━━━━━ Quoted passage ━━━━━

Imagine your body is a bustling city, and your cells are the workers in the factories that keep it running. Normally, these workers follow strict schedules: they build things, take breaks, and stop when the boss says so.

But in cancer, a "boss" named RAS gets mutated. It's like a boss who has lost its mind and is screaming, "BUILD MORE! BUILD FASTER! NEVER STOP!" This causes the factory to go into overdrive, a state scientists call hypertranscription. The workers are frantically copying blueprints (making RNA) to build more products, but they are doing it so fast that they start tripping over each other.

This chaos leads to Replication Stress. Imagine the factory floor is a busy highway. The workers (transcription machinery) are running across the lanes, while the delivery trucks (replication machinery) are trying to drive through. When they crash into each other, it causes traffic jams and accidents. These "accidents" are breaks in the DNA, which can lead to cancer getting worse or becoming resistant to treatment.

The Big Discovery: It's Not Just One Boss

For a long time, scientists thought that if you had a crazy RAS boss, the problem was just that the MAPK pathway (the "Speed Line") was too loud. They thought if you just turned down the volume on the speed, the chaos would stop.

But this paper, by Kelly and colleagues, says: "Not so fast!"

They compared three different types of crazy RAS bosses: HRAS, KRAS, and BRAF.

  • HRAS is the most destructive. It causes massive traffic jams and factory accidents.
  • KRAS and BRAF are also crazy, but they cause much fewer accidents.

Why the difference? The researchers found that HRAS doesn't just scream "Go Faster!" (MAPK); it also turns on a second, hidden engine called the PI3K-AKT pathway.

The Analogy: The Gas Pedal and the Turbo

Think of the cell as a car:

  1. MAPK is the gas pedal. It tells the car to go fast.
  2. PI3K-AKT is the turbocharger. It forces the engine to work even harder and builds more fuel (ribosomes) to keep the speed up.
  • KRAS and BRAF only press the gas pedal. The car goes fast, but it's manageable.
  • HRAS presses the gas pedal and slams the turbocharger on. The car is now moving at a dangerous, uncontrollable speed, causing it to crash into everything (DNA damage).

━━━━━ Record set ━━━━━

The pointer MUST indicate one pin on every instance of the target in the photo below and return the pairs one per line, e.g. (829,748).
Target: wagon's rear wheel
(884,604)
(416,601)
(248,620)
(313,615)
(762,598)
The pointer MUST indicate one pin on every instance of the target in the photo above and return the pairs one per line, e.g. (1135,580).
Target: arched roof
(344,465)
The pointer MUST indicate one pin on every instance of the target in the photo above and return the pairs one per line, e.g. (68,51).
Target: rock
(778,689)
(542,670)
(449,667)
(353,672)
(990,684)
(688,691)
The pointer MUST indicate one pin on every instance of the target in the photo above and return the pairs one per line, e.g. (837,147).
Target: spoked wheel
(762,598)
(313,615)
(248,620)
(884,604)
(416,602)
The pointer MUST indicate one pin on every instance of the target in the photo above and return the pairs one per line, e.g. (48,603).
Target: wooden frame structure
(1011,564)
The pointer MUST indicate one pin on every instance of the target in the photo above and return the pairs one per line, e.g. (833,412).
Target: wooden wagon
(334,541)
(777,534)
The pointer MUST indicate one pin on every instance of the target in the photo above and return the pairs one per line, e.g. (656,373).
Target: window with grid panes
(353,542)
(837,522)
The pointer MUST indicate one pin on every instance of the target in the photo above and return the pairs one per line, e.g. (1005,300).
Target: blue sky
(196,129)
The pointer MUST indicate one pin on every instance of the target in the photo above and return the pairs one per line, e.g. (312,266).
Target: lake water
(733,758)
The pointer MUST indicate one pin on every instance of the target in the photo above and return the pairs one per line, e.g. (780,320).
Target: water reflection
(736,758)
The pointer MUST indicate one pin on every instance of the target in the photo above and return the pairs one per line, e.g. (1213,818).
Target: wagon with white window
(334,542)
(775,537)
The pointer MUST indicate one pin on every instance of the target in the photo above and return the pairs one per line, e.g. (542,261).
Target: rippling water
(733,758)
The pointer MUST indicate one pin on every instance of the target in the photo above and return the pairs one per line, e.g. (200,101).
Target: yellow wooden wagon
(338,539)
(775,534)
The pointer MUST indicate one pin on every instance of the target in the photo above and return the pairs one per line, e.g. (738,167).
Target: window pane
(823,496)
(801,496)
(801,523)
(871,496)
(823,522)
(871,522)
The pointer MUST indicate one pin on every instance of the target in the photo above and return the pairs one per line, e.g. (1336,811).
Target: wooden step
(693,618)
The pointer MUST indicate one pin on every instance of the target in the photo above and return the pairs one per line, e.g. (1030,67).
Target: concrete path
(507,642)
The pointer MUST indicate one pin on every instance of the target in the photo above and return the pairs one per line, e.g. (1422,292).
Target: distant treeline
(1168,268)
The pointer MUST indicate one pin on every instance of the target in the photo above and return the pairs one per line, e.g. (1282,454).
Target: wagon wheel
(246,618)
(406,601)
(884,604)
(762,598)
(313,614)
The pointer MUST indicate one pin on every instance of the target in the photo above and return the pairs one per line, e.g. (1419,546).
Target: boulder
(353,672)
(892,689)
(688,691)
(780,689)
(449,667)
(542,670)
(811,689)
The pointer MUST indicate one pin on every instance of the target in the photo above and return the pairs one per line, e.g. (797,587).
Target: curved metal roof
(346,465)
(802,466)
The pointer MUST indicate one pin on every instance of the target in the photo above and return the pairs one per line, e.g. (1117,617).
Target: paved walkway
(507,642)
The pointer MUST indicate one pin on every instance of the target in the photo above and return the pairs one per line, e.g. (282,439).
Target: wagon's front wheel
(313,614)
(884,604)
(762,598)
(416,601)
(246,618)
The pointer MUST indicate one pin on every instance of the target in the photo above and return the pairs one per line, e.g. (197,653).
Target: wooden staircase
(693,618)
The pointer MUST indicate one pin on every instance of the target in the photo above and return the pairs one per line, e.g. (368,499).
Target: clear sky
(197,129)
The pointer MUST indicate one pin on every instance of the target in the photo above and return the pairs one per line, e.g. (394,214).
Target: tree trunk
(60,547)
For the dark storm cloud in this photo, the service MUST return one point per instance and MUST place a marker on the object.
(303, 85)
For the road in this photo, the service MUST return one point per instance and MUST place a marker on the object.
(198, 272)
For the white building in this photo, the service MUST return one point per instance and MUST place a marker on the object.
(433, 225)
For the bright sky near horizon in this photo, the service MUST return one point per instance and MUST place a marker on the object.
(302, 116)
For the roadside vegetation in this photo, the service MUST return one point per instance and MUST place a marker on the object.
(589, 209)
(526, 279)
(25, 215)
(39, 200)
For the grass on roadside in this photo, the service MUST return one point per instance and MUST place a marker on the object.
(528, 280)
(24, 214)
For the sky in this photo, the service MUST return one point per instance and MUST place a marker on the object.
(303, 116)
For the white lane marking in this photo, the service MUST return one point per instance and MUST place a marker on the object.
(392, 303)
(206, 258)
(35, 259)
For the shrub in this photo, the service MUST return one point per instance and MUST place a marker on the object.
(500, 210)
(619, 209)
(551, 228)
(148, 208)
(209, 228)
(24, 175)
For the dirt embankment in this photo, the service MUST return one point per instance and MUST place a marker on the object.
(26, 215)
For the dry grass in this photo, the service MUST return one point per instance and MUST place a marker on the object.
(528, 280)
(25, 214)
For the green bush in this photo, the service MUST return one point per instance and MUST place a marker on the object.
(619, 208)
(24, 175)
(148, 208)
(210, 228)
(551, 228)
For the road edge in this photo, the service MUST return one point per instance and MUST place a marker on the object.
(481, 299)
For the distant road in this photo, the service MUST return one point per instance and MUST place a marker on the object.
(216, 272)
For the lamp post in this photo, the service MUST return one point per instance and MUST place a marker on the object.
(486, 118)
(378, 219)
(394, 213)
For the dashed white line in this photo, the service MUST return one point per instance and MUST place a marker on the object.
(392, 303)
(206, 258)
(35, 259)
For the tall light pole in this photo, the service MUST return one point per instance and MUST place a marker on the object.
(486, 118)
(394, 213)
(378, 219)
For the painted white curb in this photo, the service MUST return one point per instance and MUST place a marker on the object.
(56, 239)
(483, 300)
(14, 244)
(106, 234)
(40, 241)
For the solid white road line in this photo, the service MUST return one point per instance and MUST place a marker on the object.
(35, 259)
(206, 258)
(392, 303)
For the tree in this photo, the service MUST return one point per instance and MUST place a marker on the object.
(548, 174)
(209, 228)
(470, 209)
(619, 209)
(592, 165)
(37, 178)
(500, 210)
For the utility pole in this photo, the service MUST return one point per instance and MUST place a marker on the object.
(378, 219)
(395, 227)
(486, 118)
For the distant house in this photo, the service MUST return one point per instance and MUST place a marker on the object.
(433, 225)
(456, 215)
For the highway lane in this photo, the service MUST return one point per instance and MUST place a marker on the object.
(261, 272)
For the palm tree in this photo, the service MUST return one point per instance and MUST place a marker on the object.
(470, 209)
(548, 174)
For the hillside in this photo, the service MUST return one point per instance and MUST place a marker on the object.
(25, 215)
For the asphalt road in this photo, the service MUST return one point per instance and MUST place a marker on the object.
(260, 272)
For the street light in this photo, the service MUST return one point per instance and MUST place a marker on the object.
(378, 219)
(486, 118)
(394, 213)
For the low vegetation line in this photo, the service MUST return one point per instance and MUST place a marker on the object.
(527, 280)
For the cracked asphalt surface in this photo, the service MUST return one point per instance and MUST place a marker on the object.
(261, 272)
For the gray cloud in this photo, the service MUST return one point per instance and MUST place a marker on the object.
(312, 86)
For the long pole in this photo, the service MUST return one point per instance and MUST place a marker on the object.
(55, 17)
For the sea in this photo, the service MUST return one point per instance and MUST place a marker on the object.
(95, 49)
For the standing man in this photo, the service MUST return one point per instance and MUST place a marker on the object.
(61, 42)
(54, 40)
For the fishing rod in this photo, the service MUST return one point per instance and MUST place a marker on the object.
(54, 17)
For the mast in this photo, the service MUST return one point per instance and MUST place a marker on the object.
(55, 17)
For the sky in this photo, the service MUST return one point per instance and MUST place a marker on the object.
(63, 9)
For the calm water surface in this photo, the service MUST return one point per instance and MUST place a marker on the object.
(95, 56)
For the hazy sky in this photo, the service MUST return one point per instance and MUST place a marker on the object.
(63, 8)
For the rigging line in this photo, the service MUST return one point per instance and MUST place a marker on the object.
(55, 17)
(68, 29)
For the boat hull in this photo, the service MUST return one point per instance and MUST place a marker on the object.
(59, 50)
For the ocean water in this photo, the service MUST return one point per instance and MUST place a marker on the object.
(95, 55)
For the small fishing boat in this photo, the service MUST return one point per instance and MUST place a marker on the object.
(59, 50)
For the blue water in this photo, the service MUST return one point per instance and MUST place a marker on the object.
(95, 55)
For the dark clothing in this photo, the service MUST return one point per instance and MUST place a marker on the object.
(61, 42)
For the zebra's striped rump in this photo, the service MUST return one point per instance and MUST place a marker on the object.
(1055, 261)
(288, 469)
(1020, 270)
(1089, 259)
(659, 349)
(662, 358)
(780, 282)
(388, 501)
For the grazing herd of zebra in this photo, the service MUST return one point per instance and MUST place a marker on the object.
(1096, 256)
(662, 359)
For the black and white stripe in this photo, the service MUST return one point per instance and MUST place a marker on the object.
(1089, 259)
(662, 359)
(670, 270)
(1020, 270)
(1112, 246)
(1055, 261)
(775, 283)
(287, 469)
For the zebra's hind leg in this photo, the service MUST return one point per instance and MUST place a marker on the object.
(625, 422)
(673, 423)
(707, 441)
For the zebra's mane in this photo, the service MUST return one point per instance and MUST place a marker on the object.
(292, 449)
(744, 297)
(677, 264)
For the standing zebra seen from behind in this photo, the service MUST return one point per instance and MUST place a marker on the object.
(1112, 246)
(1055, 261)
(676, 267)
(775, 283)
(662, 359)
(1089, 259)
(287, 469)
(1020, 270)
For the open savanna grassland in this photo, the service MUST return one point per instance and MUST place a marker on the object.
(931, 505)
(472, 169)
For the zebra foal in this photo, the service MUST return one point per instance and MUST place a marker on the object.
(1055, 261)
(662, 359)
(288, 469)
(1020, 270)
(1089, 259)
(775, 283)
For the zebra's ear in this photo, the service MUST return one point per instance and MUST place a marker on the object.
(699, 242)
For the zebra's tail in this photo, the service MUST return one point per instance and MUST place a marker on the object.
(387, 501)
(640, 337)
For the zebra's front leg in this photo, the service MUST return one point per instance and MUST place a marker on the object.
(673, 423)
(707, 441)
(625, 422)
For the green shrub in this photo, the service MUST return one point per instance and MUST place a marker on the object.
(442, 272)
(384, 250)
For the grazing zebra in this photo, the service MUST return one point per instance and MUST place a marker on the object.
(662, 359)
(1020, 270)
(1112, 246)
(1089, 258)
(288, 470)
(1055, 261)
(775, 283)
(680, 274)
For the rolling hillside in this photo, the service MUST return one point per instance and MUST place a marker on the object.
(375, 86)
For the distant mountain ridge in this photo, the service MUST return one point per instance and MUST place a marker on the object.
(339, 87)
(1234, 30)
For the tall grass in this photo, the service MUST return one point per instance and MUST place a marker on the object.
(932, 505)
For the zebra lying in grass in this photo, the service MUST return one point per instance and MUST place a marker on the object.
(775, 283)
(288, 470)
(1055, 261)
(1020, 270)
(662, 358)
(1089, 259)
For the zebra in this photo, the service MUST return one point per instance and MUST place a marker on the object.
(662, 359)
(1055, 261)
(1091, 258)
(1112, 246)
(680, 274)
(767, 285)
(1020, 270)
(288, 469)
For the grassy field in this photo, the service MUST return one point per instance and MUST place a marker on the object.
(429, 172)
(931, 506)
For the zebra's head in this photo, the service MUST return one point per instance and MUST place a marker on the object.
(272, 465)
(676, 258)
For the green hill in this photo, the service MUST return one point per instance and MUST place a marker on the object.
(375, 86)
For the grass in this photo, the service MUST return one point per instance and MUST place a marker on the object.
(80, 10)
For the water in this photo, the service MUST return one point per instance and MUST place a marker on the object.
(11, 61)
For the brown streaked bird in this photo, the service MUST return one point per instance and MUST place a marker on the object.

━━━━━

Task description
In the passage on RAS mutations, rewrite the stretch starting at "The Big Discovery: It's" and ending at "and factory accidents.", changing "traffic jams" to "gridlock".

Your response
The Big Discovery: It's Not Just One Boss

For a long time, scientists thought that if you had a crazy RAS boss, the problem was just that the MAPK pathway (the "Speed Line") was too loud. They thought if you just turned down the volume on the speed, the chaos would stop.

But this paper, by Kelly and colleagues, says: "Not so fast!"

They compared three different types of crazy RAS bosses: HRAS, KRAS, and BRAF.

  • HRAS is the most destructive. It causes massive gridlock and factory accidents.